I went to Florida for 5 days to see my parents and go to some spring training games, and it's worth noting that I met one of the rarest breeds of sports fans in existence: the diehard, optimistic, affable, intelligent METS FAN. Yep. It was quite remarkable. And quite wonderful to be around. Jaimie from Jupiter, FL is the bald eagle of baseball... there's nothing greater than a fan with that kind of uncompromised enthusiasm and good-natured heart.
(Maybe I'm just so used to foaming-at-the-mouth Mets fans on the LIRR who basically just stomp around in their "I refuse to resort to logic when discussing sports" sandwich boards, but either way, cheers to Mets Fan Jaimie from Jupiter for being the Fan of the Game.)
I didn't get to Tampa, so I only saw the Cards, Twinks, Marlins, and Mutts play. (Sorry, I got nothing in the way of analysis here. I could not recognize a single name on the rosters except--oh wait--Carl Pavano. Not even Ollie Perez was there.) But from what I saw from the Defensive Linemen players*, we're probably going to hit another 234 walk-offs against Minnesota this year, and the Mutts pitching looks as promising as junk mail.
*The Over-80 Jerseys of Rookies
Anyways, since I've graduated from college, I've missed opening day once, because of ACL surgery.
Tomorrow (well, today actually. 9 hours from now.) I will be missing it for the 2nd time. Because of work. A 6 and a half hour meeting. On opening day. That which does not kill us...
(Plus, things worked out pretty good that year I had ACL surgery on Opening Day of 2009.)
Wow, that felt so good to be irrationally superstitious again!!! I'm not even kidding.
I can just feel it. It feels like baseball's really back now.
And so am I.
I live for this, for MLB,
For every inning of sanctity,
For every pitch, for each at-bat,
Revering the talent beyond the stats.
I live for the scent of old leather mitts,
I live for the cadence of the walk-off base hit.
I live for the moment when winter gives way,
To the unmatched thrill of Opening Day.
I live for this, the stadium stands,
Fusing the hope of breathless fans,
The ballpark kinships, the impartial accord,
Strangers embracing when their team just scored.
The knowing nod that we give each other,
As we walk city streets of cap-clad brothers.
I live for the rivalries of rabid foes,
Who share a camaraderie only a true fan knows.
I live for this, all 30 teams,
And countless ambitions of childhood dreams.
The little league bats that grew into lumber,
The jerseys they wore of their role model’s number.

## EXPLORE THE MATERIAL
1. From the post above, what are the answers to these?
(a) What town in Florida is Jaimie from?
(b) What caused the writer to miss opening day the first time after graduating from college?
(c) How long is the meeting that will keep the writer from opening day this time?
2. Reproduce the post above word for word, starting with "I live for this, for" and going on through "walk-off base hit.".

## SUPPLIED ENTRIES
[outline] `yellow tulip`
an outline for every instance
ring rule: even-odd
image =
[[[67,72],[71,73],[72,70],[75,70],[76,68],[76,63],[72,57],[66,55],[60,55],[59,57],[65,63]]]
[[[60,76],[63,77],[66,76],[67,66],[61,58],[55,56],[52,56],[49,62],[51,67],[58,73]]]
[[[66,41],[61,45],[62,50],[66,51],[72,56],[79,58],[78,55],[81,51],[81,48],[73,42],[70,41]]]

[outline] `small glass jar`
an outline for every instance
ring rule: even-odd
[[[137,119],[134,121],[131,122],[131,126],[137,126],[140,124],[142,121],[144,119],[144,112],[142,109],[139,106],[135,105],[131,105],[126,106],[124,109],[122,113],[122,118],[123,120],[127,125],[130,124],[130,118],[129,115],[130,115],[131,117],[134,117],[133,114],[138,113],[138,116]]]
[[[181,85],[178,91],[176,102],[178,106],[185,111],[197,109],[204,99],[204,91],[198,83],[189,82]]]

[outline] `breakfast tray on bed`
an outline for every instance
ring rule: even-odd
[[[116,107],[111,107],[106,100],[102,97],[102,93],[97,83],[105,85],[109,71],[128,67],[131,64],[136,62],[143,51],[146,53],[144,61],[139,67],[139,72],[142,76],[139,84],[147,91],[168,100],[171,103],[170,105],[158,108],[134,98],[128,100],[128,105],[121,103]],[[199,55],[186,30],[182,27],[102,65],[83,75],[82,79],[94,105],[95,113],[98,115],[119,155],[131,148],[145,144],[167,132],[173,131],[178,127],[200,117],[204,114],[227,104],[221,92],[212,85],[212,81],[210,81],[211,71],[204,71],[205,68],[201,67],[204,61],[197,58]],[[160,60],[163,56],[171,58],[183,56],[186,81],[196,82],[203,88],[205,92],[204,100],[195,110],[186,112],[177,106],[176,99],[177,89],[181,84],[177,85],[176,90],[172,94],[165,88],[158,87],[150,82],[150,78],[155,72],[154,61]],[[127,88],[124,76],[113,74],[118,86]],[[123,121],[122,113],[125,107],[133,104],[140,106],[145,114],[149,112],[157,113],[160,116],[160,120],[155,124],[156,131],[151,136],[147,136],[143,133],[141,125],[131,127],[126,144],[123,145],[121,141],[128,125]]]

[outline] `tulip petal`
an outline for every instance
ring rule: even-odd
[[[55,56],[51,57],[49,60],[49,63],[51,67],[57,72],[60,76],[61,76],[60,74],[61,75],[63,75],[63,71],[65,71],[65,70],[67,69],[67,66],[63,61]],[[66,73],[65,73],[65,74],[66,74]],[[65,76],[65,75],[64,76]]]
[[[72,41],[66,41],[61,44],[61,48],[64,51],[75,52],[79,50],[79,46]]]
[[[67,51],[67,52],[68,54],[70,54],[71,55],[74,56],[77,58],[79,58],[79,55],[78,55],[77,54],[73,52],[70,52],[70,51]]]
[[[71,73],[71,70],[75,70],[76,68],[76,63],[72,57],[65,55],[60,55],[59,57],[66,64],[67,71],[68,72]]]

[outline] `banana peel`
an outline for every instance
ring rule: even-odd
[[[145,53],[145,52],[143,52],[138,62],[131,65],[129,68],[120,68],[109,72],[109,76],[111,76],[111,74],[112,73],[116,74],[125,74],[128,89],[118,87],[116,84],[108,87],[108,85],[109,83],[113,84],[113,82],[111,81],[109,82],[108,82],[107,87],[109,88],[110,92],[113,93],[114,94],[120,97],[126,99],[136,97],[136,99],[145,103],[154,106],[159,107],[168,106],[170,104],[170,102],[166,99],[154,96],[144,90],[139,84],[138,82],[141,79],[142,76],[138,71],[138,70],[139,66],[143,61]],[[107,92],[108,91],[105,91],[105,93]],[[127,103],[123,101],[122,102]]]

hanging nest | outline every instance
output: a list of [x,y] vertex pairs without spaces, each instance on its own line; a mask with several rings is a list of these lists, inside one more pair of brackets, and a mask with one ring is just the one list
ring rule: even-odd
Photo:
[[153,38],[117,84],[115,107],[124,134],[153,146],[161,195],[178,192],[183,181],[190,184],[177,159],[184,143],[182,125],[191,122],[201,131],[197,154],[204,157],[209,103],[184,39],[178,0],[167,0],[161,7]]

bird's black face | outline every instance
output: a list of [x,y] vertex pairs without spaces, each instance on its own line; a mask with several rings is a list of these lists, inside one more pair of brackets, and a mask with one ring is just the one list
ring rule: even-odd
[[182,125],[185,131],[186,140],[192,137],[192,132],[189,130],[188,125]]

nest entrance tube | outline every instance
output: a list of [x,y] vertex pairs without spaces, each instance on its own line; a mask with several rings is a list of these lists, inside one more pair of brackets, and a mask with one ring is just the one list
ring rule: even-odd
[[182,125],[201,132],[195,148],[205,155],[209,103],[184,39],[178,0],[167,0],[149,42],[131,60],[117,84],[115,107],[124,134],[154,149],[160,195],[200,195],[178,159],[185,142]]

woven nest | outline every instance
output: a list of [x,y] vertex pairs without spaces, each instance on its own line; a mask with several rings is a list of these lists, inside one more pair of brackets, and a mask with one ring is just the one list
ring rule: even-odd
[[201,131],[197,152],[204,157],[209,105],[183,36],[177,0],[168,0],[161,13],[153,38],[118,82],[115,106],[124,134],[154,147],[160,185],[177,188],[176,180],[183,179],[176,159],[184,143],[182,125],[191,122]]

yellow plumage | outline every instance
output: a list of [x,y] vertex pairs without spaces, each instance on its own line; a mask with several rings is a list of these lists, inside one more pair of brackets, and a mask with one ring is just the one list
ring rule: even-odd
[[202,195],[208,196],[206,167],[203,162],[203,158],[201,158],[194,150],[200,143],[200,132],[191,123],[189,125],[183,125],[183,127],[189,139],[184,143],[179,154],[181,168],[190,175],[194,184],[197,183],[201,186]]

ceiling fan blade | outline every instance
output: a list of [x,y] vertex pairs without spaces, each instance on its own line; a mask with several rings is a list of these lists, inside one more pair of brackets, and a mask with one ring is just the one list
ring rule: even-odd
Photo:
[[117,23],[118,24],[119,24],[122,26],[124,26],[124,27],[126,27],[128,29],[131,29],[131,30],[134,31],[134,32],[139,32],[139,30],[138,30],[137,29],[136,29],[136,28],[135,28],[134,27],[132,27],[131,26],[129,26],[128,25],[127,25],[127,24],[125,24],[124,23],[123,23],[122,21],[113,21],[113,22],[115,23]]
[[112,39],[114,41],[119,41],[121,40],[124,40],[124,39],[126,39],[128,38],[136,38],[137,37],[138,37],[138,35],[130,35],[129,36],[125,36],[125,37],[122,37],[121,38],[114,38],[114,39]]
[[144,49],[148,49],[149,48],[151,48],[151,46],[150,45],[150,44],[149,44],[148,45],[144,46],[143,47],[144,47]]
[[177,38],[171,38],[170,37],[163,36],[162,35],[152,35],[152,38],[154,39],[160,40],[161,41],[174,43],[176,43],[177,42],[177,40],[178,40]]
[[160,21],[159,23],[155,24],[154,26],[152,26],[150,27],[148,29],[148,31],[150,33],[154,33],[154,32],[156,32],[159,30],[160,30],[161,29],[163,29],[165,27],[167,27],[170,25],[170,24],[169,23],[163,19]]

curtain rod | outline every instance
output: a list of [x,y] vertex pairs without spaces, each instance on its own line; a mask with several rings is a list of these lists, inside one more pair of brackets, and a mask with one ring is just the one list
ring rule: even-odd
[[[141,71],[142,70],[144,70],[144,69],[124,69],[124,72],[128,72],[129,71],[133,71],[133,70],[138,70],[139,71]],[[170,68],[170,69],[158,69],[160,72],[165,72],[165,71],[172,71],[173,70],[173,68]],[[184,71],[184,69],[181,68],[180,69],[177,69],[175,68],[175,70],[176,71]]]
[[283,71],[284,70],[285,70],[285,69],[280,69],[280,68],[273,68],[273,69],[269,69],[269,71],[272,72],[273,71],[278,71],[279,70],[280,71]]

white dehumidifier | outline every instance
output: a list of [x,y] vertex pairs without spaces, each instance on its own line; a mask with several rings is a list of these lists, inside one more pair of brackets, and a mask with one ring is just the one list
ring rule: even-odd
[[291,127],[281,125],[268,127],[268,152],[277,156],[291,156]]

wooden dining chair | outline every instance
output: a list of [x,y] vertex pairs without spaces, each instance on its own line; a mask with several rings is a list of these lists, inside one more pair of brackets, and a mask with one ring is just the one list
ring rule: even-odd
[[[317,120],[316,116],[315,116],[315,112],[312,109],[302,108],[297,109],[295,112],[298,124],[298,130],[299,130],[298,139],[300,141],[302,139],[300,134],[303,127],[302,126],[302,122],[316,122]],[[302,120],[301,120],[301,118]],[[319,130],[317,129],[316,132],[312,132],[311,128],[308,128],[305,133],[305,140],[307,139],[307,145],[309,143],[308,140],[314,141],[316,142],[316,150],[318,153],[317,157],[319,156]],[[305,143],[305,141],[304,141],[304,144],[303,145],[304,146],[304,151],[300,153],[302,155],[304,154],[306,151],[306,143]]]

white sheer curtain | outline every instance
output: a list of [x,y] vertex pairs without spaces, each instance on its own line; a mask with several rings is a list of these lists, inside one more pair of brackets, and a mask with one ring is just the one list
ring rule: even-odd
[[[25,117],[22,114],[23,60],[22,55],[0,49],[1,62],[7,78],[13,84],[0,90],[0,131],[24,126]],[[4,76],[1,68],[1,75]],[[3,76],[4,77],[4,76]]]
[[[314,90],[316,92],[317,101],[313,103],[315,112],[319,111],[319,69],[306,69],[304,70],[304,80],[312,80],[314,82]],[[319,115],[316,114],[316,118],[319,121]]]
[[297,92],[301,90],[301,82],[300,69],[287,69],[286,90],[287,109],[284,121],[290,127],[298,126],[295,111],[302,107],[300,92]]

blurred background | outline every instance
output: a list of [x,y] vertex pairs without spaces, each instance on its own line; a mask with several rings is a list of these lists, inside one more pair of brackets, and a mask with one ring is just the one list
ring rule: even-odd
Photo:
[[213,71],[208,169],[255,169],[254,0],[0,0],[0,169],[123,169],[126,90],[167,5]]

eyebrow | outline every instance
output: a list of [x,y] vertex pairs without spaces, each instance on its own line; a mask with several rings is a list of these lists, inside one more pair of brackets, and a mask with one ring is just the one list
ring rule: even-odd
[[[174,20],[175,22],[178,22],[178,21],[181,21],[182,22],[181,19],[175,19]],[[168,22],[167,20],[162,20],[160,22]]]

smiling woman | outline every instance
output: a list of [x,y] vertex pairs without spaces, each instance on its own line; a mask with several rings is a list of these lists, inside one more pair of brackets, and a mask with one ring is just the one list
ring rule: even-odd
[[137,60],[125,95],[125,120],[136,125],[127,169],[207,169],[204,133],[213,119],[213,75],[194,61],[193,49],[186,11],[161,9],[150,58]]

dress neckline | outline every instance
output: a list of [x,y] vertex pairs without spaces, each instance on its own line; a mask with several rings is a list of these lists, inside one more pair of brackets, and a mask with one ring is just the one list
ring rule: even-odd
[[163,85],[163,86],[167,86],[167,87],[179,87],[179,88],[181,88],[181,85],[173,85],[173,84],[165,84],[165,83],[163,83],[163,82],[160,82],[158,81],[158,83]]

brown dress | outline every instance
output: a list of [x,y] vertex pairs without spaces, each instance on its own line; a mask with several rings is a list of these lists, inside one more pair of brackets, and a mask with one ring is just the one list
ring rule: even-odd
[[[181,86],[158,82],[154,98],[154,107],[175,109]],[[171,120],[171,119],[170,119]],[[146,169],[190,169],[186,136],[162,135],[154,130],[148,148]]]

## RESPONSES PER TASK
1.
(a) Jupiter, FL
(b) ACL surgery
(c) Six and a half hours

2.
I live for this, for MLB,
For every inning of sanctity,
For every pitch, for each at-bat,
Revering the talent beyond the stats.
I live for the scent of old leather mitts,
I live for the cadence of the walk-off base hit.